+++ Passage given +++
Examples
========

Complete Workflow Example
-------------------------

Here's a complete example showing how to analyze RDS data from start to finish::

    import pandas as pd
    from RDSTools import (
        load_toy_data, RDSdata, RDSmean, RDStable, RDSlm,
        RDSnetgraph, RDSmap, get_available_seeds, print_map_info
    )

    # 1. Load and examine your data
    # Option A: Use the included example dataset
    toy_data = load_toy_data()

    # Option B: Load your own data
    #
    # data = pd.read_csv("rds_survey.csv")
    print(data.columns)
    print(f"Total participants: {len(data)}")

    # 2. Process the RDS structure
    rds_data = RDSdata(
        data=data,
        unique_id="ID",
        redeemed_coupon="RecruitCoupon",
        issued_coupons=["Coupon_1", "Coupon_2", "Coupon_3"],
        degree="NetworkSize",
        zero_degree="median",
        NA_degree="hotdeck"
    )

    # Check the processed data
    print(f"Seeds: {rds_data['SEED'].sum()}")
+++
== Challenges ==
a) In the complete workflow example, what value is passed for NA_degree?
b) Using the complete workflow example, decide whether each statement agrees with it. Answer yes or no for each, and quote the words that settle it.
(i) Option B reads a file named rds_survey.csv.
(ii) Four issued coupon columns are listed.
(iii) The unique_id setting is "RecruitCoupon".
The records that follow were taken from a separate source.
+++ Raw data +++
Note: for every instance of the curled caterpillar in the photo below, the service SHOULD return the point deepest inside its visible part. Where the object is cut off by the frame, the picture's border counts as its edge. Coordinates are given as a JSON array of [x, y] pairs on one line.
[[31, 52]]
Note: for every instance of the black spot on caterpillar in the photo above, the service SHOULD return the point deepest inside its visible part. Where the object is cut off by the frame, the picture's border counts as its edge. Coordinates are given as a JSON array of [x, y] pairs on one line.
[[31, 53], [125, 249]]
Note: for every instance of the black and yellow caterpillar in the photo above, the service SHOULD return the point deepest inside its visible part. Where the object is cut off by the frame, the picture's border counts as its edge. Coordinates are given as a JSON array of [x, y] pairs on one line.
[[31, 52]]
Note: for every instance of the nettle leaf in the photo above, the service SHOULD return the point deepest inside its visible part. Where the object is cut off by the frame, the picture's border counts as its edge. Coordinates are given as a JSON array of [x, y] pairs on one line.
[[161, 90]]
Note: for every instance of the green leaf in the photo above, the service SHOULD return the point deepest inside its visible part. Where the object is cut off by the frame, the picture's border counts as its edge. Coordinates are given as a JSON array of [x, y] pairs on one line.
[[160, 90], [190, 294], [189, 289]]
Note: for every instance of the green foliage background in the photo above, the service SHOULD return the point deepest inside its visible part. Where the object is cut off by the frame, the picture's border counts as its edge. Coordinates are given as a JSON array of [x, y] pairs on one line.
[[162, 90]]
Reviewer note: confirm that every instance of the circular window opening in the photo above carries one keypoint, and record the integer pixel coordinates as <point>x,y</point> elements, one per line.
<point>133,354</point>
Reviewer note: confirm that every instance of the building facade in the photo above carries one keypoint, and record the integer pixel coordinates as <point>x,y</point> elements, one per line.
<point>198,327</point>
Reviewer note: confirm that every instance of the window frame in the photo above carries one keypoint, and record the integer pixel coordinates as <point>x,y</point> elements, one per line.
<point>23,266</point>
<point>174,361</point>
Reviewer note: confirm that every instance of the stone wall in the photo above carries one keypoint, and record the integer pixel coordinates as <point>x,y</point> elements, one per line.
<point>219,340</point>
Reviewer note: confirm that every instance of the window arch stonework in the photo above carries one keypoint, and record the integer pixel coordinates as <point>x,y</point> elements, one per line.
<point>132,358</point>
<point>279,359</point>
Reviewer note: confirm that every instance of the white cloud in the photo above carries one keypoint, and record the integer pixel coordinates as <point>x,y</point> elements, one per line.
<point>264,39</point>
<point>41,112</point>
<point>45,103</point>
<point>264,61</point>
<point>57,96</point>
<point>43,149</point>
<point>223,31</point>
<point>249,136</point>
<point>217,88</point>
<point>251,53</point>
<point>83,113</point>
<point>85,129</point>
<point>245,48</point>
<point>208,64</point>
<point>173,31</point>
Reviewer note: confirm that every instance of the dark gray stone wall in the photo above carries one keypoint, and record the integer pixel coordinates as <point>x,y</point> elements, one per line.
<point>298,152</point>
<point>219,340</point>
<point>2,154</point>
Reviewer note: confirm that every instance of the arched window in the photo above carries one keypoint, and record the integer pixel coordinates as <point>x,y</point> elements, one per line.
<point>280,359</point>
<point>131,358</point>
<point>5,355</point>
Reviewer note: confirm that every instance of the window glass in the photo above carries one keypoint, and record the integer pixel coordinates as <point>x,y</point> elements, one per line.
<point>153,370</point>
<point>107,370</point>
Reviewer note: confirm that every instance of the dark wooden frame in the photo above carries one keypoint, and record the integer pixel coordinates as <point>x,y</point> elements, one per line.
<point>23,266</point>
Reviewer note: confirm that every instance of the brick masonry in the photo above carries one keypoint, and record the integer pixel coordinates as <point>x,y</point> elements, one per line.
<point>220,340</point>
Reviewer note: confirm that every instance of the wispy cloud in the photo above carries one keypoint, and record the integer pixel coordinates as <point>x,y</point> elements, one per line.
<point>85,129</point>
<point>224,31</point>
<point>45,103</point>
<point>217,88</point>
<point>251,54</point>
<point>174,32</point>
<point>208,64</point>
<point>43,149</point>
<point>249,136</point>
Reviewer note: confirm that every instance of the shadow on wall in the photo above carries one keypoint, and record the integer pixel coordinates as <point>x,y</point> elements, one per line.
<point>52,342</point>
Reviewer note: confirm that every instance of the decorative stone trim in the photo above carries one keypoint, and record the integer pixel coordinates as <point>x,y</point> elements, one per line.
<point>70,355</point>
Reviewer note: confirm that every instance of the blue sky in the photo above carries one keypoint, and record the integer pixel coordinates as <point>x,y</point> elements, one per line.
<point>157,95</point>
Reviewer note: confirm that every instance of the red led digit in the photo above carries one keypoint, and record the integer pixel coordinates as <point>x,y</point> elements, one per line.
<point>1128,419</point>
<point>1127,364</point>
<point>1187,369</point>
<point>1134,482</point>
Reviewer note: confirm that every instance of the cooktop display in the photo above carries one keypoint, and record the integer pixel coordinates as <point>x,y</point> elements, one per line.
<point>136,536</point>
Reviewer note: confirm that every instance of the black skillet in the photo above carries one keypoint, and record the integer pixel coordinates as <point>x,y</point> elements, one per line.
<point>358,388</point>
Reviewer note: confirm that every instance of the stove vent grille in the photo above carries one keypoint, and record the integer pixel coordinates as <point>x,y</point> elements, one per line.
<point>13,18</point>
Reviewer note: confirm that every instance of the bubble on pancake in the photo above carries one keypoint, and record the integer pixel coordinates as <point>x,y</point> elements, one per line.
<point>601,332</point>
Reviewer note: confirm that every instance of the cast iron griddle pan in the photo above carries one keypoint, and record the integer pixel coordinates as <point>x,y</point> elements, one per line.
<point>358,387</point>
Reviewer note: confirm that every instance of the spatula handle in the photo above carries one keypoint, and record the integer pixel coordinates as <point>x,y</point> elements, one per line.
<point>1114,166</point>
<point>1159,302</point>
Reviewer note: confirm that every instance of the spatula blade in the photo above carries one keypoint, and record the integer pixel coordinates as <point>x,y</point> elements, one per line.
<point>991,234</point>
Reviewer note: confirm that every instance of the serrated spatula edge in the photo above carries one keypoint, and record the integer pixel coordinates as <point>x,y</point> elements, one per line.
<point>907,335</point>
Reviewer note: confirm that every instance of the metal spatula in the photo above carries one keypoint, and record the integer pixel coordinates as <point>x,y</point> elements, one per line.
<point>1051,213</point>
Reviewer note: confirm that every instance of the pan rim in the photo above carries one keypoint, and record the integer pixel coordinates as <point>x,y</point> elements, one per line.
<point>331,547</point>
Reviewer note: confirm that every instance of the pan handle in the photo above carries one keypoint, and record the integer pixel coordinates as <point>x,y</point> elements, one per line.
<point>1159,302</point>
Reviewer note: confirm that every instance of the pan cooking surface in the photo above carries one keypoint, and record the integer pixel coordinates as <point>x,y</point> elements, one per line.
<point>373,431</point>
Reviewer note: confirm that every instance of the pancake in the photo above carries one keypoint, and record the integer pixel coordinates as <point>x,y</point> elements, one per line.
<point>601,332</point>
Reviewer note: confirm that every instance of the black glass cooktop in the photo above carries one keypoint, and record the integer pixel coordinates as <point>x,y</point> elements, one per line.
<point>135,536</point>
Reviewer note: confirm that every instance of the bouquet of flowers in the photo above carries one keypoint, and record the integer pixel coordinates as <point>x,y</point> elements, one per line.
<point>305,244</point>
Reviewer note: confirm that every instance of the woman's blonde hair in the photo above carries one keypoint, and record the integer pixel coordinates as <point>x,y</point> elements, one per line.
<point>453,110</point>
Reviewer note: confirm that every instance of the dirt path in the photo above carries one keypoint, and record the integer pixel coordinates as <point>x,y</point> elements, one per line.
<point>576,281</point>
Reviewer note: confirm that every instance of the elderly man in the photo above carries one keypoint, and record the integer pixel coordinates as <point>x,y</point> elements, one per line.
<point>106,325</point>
+++
== Solutions below ==
a) "hotdeck"

b)
(i) Yes: `# data = pd.read_csv("rds_survey.csv")`
(ii) No: `issued_coupons=["Coupon_1", "Coupon_2", "Coupon_3"]`
(iii) No: `unique_id="ID"`